◆ **Stated exercise**
Rewrite the lines below, replacing "even-odd fill" with "nonzero fill" and leaving everything else unchanged.
**********
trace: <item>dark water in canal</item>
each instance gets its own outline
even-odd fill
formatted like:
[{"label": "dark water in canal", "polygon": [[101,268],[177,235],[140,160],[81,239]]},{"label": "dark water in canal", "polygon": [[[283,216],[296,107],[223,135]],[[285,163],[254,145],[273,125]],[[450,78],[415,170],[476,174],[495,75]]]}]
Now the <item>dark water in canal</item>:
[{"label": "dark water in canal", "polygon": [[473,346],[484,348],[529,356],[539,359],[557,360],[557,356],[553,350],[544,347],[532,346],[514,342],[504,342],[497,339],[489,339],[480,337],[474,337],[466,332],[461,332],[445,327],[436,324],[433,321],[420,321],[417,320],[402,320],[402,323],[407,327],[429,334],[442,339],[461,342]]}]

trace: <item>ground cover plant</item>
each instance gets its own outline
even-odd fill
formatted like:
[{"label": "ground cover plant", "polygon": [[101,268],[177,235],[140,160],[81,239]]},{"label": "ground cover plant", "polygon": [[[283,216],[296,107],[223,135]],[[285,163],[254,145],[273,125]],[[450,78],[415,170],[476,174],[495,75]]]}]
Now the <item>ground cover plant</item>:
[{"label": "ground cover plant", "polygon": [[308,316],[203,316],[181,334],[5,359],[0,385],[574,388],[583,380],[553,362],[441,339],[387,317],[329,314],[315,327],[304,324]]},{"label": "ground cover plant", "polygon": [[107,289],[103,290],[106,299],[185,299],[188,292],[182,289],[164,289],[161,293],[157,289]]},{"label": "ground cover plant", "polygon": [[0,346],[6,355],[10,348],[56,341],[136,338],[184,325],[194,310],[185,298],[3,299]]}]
**********
◆ **Response**
trace: <item>dark water in canal</item>
each instance gets its own outline
nonzero fill
formatted like:
[{"label": "dark water in canal", "polygon": [[101,268],[177,235],[140,160],[81,239]]},{"label": "dark water in canal", "polygon": [[[283,216],[296,107],[223,135]],[[285,163],[254,145],[273,125]],[[450,78],[415,170],[476,174],[495,75]]]}]
Now the <item>dark water in canal</item>:
[{"label": "dark water in canal", "polygon": [[473,346],[484,348],[529,356],[539,359],[557,360],[557,356],[553,350],[544,347],[532,346],[514,342],[504,342],[497,339],[489,339],[480,337],[474,337],[466,332],[461,332],[445,327],[436,324],[433,321],[420,321],[417,320],[402,320],[402,323],[407,327],[429,334],[442,339],[461,342]]}]

trace: <item>ground cover plant</item>
each instance gets its own outline
nonzero fill
formatted like:
[{"label": "ground cover plant", "polygon": [[101,268],[177,235],[140,160],[81,239]]},{"label": "ground cover plant", "polygon": [[[283,216],[296,107],[223,135]],[[285,163],[254,145],[273,125]],[[450,78],[415,170],[476,174],[495,75]]]}]
Now the <item>ground cover plant</item>:
[{"label": "ground cover plant", "polygon": [[308,316],[203,316],[181,334],[5,359],[0,385],[574,388],[583,380],[553,362],[441,339],[387,317],[329,314],[315,327],[304,324]]},{"label": "ground cover plant", "polygon": [[107,289],[103,290],[106,299],[185,299],[188,292],[182,289],[164,289],[161,293],[157,289]]},{"label": "ground cover plant", "polygon": [[0,346],[6,355],[10,348],[56,341],[136,338],[184,325],[194,310],[185,298],[3,299]]}]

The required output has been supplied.